START INPUT RECORDS
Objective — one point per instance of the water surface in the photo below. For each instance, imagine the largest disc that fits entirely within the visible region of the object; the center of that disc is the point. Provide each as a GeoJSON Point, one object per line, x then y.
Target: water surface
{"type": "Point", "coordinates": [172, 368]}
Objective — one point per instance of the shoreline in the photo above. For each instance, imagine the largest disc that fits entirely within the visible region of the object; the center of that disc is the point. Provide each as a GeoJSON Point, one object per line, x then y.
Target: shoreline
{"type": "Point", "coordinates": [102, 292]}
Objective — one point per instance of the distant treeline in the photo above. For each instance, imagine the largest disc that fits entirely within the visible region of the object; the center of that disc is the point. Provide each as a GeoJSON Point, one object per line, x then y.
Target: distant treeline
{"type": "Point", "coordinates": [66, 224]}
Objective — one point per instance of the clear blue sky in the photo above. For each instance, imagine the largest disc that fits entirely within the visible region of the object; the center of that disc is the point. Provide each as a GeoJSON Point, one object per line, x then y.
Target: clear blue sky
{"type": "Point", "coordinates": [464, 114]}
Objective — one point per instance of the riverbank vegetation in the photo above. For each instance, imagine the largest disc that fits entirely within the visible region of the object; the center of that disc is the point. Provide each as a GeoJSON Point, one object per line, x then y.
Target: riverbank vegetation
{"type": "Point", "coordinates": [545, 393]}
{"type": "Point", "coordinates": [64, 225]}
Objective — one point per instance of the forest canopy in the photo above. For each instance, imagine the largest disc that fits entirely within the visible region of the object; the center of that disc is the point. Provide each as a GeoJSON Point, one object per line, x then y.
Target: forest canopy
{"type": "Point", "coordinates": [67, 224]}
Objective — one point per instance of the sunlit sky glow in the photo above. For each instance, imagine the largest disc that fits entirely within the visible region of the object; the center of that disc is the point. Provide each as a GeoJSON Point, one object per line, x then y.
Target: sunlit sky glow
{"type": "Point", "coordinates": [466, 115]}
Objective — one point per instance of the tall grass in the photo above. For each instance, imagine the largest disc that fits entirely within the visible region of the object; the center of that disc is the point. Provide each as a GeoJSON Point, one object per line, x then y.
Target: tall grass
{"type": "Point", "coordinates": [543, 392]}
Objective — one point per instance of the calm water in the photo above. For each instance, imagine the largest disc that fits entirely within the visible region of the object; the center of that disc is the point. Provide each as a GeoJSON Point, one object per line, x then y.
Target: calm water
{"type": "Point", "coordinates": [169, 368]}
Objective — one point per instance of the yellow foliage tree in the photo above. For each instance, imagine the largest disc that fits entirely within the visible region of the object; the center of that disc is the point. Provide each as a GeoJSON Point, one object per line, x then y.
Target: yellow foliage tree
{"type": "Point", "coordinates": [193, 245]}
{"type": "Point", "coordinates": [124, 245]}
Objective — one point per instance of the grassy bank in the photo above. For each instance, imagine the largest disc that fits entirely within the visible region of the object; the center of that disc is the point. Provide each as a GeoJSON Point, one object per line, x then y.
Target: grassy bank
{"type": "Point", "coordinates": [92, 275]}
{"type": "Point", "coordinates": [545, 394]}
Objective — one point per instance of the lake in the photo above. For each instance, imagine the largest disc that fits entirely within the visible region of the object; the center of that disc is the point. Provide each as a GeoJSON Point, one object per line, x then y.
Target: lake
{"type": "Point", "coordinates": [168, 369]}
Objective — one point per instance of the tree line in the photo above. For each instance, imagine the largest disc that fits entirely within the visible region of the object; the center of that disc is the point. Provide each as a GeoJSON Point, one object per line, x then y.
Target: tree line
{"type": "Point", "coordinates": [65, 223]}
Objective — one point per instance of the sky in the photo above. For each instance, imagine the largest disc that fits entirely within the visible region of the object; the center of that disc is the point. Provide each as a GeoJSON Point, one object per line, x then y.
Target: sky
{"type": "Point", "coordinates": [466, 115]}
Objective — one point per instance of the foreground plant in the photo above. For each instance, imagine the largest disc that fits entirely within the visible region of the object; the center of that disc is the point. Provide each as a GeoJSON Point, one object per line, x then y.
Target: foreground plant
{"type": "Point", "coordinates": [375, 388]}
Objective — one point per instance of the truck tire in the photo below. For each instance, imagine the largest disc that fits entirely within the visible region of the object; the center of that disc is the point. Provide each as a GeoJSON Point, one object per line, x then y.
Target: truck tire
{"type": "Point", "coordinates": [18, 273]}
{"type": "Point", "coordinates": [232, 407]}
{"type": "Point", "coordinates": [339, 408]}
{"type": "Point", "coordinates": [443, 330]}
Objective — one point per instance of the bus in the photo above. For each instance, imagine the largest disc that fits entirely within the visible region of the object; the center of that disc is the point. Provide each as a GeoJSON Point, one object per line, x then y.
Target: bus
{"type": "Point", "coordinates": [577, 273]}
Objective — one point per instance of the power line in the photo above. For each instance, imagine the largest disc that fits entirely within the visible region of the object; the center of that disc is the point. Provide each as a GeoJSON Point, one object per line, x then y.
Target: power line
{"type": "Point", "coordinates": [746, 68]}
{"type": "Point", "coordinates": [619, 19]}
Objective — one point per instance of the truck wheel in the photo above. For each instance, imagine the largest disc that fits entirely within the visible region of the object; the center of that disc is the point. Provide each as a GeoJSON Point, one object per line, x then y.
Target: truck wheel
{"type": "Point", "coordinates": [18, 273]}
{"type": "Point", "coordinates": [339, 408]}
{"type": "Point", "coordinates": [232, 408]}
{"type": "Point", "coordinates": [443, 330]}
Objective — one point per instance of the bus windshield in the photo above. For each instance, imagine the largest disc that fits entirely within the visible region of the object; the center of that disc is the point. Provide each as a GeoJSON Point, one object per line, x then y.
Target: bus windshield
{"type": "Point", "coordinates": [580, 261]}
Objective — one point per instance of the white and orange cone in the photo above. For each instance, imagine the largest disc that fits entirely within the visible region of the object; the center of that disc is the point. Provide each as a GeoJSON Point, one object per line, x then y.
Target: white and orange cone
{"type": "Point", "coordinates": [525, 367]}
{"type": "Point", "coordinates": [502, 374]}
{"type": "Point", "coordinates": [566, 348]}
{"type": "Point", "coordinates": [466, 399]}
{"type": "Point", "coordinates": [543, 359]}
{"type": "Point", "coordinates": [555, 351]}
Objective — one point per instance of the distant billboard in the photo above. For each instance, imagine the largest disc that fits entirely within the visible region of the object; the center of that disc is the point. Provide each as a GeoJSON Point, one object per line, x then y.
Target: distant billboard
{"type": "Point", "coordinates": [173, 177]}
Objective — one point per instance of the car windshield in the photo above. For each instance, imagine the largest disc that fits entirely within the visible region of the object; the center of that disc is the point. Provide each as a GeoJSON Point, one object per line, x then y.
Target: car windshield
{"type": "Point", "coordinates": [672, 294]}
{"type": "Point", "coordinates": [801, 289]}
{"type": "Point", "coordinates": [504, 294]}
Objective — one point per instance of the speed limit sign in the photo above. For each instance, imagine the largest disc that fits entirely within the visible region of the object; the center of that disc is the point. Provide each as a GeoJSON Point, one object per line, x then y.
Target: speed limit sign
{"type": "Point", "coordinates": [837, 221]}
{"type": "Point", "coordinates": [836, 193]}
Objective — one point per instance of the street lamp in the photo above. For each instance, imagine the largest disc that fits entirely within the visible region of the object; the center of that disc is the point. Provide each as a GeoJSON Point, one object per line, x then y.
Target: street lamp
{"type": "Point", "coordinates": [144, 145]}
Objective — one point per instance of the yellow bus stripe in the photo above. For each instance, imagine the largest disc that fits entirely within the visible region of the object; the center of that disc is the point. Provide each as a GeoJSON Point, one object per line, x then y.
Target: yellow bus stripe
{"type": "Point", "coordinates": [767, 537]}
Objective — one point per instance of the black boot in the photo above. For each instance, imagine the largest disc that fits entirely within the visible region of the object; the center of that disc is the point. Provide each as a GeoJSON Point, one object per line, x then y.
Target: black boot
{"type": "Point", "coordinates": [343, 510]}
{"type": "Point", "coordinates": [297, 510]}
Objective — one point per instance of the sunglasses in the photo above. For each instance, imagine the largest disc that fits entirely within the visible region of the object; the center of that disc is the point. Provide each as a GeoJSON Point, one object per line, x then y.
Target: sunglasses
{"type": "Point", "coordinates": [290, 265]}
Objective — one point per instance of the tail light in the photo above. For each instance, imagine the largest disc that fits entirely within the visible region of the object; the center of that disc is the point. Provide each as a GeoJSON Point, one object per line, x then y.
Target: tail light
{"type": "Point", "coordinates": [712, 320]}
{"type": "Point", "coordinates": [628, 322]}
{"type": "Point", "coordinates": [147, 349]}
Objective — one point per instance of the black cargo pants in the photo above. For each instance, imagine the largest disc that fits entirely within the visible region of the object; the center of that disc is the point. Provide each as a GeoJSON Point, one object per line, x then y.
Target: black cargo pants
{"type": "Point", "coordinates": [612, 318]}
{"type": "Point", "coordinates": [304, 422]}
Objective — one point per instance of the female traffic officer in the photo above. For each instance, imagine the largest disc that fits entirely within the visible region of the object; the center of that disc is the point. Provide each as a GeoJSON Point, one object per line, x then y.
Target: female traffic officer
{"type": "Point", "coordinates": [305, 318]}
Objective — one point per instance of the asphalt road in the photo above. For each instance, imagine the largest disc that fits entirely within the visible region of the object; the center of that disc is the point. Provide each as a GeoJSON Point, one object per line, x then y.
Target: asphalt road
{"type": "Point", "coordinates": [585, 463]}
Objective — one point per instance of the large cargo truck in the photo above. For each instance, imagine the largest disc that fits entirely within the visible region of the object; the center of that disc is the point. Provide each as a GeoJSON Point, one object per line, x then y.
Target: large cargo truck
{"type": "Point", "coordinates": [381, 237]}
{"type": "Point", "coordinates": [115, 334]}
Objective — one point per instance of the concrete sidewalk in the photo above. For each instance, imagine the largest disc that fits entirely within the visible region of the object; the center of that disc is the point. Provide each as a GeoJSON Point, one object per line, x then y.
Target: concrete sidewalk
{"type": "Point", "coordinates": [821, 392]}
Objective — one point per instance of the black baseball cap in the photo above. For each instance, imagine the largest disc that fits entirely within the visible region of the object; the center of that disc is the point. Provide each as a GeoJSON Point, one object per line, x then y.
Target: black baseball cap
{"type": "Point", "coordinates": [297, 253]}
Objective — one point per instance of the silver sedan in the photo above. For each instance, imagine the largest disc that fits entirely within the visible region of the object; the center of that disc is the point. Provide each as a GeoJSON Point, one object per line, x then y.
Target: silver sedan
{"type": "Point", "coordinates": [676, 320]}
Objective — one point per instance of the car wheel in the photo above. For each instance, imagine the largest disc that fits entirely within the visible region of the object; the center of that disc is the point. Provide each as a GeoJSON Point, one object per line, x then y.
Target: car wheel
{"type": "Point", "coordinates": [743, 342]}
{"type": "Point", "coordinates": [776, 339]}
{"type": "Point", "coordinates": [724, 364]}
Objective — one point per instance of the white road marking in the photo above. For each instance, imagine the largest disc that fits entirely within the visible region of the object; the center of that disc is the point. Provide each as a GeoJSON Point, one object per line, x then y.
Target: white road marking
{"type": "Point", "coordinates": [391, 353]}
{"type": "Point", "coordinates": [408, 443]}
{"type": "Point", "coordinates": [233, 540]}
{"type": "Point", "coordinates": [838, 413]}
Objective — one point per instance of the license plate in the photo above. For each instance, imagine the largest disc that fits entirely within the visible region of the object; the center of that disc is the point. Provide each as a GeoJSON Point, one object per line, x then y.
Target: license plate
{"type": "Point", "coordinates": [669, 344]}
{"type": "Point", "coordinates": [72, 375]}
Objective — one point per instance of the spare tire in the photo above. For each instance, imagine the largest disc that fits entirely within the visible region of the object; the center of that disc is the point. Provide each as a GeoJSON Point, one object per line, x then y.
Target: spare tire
END INPUT RECORDS
Lines that contain the word "spare": how many are there in the data? Give the number and nothing else.

* SOLVED PROBLEM
2